Extract each line in the listing below that contains the string "gravel". The match is case-sensitive.

◆ ◆ ◆ ◆

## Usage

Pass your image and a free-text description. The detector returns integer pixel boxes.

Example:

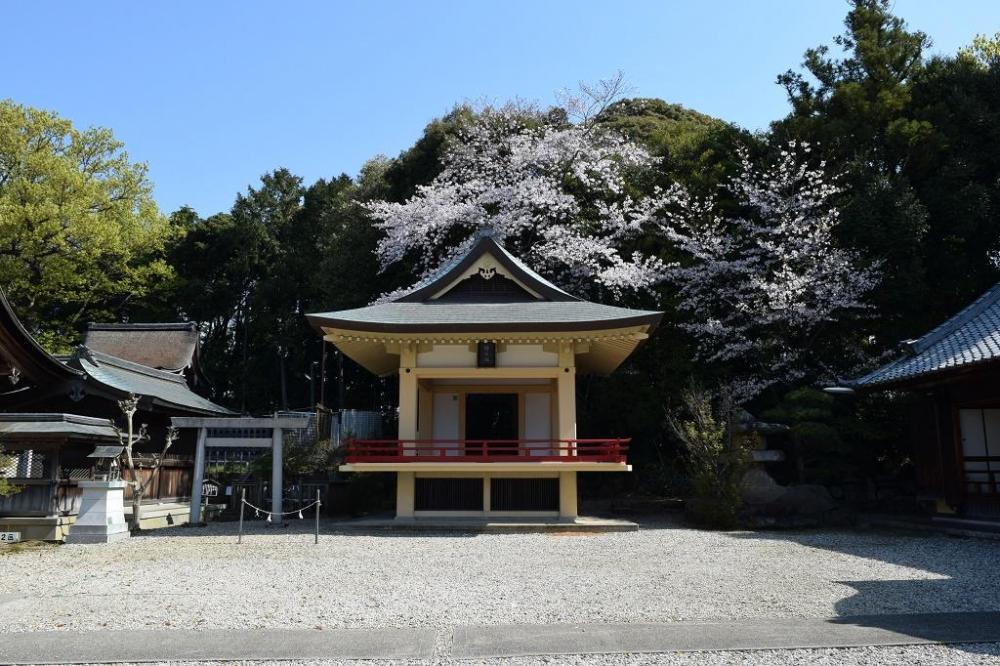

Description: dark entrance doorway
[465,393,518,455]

◆ ◆ ◆ ◆

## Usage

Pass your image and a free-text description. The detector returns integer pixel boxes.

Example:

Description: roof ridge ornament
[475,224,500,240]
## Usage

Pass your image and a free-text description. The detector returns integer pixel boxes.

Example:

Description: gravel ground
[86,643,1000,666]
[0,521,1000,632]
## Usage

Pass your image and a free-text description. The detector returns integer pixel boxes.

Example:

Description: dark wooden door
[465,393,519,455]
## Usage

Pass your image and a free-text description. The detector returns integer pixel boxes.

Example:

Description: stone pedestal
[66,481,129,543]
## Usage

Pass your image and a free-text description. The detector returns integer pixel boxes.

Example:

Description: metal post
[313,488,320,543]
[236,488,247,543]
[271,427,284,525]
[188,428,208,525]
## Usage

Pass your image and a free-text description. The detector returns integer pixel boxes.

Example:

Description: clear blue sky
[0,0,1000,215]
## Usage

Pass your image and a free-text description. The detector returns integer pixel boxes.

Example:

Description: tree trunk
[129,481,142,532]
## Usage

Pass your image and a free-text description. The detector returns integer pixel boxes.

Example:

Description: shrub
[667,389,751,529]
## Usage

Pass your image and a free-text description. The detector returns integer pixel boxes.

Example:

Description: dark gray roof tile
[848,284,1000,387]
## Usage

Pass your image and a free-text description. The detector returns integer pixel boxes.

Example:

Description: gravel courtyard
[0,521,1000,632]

◆ ◆ ◆ ◆

WRITTEN RESPONSE
Description: gravel ground
Description: gravel courtyard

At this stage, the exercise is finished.